Inactive United States Air Force unit

The 614th Tactical Fighter Squadron is an inactive United States Air Force unit. It was last assigned to the 401st Operations Group at Torrejon Air Base, Spain, where it was inactivated on 1 January 1992.

The squadron was first activated during World War II as the 614th Bombardment Squadron. After training in the United States it moved to England, where it participated in the strategic bombing campaign against Germany. It earned two Distinguished Unit Citations for combat action. Following V-E Day, the squadron was inactivated in England. It was briefly active in the reserves from 1947 to 1949, but does not appear to have been fully manned or equipped.

Parts of the exercise:
**a.** List every military unit or organization named in the squadron history.
**b.** Resume the history of the 614th squadron after its final sentence, carrying the account forward from its time in the reserves.

Material supplied:
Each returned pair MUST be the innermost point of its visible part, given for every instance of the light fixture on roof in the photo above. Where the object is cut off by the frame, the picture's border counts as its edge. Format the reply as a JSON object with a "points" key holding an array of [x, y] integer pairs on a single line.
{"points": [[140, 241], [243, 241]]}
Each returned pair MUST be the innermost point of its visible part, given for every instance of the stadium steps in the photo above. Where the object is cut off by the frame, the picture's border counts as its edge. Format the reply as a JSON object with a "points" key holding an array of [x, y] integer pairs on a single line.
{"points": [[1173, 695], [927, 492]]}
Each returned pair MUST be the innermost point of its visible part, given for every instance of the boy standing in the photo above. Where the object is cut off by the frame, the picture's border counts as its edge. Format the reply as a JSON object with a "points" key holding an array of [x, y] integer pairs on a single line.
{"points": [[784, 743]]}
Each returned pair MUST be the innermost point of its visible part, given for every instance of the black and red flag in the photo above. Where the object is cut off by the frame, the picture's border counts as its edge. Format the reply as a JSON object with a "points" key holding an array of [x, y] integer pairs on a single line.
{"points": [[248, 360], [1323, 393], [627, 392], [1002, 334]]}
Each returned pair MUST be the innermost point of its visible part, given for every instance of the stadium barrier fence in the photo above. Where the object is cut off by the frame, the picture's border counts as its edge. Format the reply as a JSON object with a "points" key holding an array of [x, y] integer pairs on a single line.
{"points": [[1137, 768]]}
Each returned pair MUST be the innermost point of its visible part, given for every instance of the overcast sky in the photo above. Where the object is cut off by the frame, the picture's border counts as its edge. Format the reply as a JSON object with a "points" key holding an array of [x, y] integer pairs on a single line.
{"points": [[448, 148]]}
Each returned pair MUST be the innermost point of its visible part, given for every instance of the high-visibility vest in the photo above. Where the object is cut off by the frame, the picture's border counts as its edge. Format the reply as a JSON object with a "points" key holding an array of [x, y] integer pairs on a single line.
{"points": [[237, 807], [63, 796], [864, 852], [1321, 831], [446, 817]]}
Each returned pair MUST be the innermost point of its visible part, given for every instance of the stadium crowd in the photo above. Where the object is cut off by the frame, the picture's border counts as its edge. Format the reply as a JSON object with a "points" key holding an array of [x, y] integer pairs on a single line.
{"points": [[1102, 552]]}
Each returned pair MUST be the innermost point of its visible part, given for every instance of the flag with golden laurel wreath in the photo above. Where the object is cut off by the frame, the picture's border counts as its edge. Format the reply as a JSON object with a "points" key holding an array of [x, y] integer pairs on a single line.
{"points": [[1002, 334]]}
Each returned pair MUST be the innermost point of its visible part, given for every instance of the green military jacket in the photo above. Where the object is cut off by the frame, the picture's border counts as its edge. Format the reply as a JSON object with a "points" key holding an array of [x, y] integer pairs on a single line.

Responses by task:
**a.**
614th Tactical Fighter Squadron
United States Air Force
401st Operations Group
614th Bombardment Squadron

**b.**
The squadron was redesignated the 614th Fighter-Bomber Squadron and activated in 1954 at Alexandria Air Force Base, Louisiana. After temporary deployments to Southeast Asia, the squadron moved to Phan Rang Air Base, South Vietnam. It engaged in combat operations until being withdrawn from the theater and moving to Torrejon Air Base, Spain, where it continued fighter operations until being inactivated in 1992, as the Air Force withdrew permanently stationed units from Spain. Shortly before inactivating, its planes and pilots were used to man a provisional organization during Operation Desert Storm.

==History==
===World War II===
====Organization and training for combat====
The 614th Bombardment Squadron was activated March 1943 at Ephrata Army Air Base, Washington, as one of the original squadrons of the 401st Bombardment Group. The initial cadre for the squadron was drawn from the 395th Bombardment Group at Ephrata and the 383d Bombardment Group at Rapid City Army Air Field, South Dakota. The cadre soon departed for Orlando Army Air Base, Florida, where they conducted simulated combat missions with the Army Air Forces School of Applied Tactics out of Brooksville Army Air Field.

The ground echelon moved to Geiger Field, Washington, in May 1943 and to Great Falls Army Air Base, Montana, in July. At Great Falls the first combat crews were assigned to the squadron. In the final stage of training the squadrons dispersed with the 614th training at Glasgow Army Air Field.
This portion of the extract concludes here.